---------- PROVIDED PASSAGE

Although not much is known about the transcriptional control of the other sirtuins, gain-of-function studies in mice revealed that SIRT3 expression is activated by oestrogen-related receptor-α (ERRα), a nuclear receptor that controls mitochondrial function. Together with PGC1α, ERRα binds to the Sirt3 promoter and controls the expression of genes involved in brown adipose tissue development and function77. Whether changes in physiology affect Sirt3 transcriptional regulation is not clear at present, as illustrated by the fact that Sirt3 mRNA expression in mice increased after 1 week of high-fat diet but decreased after 13 weeks of being fed the same diet50.

Regulation by post-translational modifications. Regulation of sirtuin activity by post-translational modifications is poorly understood. Several phosphorylation sites on SIRT1 have been identified78. SIRT1 is phosphorylated in vitro by the cyclin B–CDK1 (cyclin-dependent kinase 1) complex, which binds SIRT1, and mutation of the phosphorylation sites disturbs normal cell cycle progression78 (Fig. 1b). JUN N-terminal kinase (JNK) also phosphorylates SIRT1 at three residues, particularly during oxidative stress79; this results in deacetylation of histone H3, but not of p53 (Ref. 79), suggesting that phosphorylation directs SIRT1 to specific targets (Fig. 1b). In addition, the dual specificity Tyr-phosphorylated and regulated kinases DYRK1 and DYRK3 phosphorylate SIRT1 at Thr522 (Ref. 80). This activating phosphorylation event leads to enhanced SIRT1-mediated p53 deacetylation and prevents apoptosis within the context of genotoxic stress80 (Fig. 1b).

--------------------
---------- DATA UNDER STUDY

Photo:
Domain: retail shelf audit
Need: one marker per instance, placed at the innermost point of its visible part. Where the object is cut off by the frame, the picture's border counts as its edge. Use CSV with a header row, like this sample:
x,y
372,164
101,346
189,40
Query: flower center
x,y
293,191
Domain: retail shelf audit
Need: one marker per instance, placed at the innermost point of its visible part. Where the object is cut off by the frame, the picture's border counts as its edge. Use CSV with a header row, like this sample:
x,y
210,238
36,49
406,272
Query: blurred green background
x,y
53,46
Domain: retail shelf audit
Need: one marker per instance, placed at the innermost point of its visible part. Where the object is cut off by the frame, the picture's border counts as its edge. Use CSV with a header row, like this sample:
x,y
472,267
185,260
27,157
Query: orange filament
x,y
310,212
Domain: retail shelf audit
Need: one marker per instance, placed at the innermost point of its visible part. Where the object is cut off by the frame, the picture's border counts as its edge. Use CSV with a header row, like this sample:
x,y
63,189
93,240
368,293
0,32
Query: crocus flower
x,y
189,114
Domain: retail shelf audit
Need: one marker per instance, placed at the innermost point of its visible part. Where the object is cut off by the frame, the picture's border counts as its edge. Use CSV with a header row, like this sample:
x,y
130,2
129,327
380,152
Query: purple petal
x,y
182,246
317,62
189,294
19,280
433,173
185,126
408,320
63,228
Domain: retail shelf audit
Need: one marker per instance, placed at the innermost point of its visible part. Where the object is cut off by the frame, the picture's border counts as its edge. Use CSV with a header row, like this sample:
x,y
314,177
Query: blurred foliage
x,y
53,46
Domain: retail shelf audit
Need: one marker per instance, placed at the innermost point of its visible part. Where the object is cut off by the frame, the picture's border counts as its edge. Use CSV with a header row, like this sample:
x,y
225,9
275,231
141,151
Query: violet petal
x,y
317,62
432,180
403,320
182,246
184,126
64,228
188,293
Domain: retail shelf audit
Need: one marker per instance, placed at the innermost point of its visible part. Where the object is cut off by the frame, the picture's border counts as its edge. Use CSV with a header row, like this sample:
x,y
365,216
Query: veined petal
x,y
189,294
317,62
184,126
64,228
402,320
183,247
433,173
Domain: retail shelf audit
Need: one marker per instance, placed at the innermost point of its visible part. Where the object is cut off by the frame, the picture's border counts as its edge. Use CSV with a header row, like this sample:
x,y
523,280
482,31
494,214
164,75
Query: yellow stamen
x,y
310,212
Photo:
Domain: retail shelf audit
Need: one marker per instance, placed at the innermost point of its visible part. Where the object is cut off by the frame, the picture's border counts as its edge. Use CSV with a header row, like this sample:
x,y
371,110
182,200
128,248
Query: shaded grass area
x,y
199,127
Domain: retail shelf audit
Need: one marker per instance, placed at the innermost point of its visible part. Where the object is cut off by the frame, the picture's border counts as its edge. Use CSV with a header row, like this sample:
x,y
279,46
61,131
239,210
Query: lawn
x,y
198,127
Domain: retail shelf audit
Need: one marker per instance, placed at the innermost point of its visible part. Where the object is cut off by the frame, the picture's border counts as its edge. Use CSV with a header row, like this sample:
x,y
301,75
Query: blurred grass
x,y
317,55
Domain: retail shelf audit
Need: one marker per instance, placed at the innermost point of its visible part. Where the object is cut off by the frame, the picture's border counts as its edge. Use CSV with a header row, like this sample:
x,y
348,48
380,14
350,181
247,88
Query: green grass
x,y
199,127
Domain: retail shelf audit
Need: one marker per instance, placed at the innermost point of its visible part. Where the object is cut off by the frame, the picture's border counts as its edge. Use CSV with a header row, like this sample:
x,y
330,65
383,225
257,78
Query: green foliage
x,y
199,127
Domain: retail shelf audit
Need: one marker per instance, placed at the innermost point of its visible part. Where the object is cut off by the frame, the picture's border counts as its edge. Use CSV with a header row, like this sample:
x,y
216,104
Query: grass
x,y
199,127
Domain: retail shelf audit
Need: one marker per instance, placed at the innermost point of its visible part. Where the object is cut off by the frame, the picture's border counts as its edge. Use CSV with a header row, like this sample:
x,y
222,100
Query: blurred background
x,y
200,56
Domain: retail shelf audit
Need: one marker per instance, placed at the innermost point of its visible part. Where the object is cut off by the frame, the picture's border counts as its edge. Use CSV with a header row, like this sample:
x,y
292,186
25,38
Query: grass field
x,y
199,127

--------------------

_WORK TO COMPLETE_
Can you reproduce the sirtuin passage word for word, everything from "Although not much" down to "the same diet50."?

_ANSWER_
Although not much is known about the transcriptional control of the other sirtuins, gain-of-function studies in mice revealed that SIRT3 expression is activated by oestrogen-related receptor-α (ERRα), a nuclear receptor that controls mitochondrial function. Together with PGC1α, ERRα binds to the Sirt3 promoter and controls the expression of genes involved in brown adipose tissue development and function77. Whether changes in physiology affect Sirt3 transcriptional regulation is not clear at present, as illustrated by the fact that Sirt3 mRNA expression in mice increased after 1 week of high-fat diet but decreased after 13 weeks of being fed the same diet50.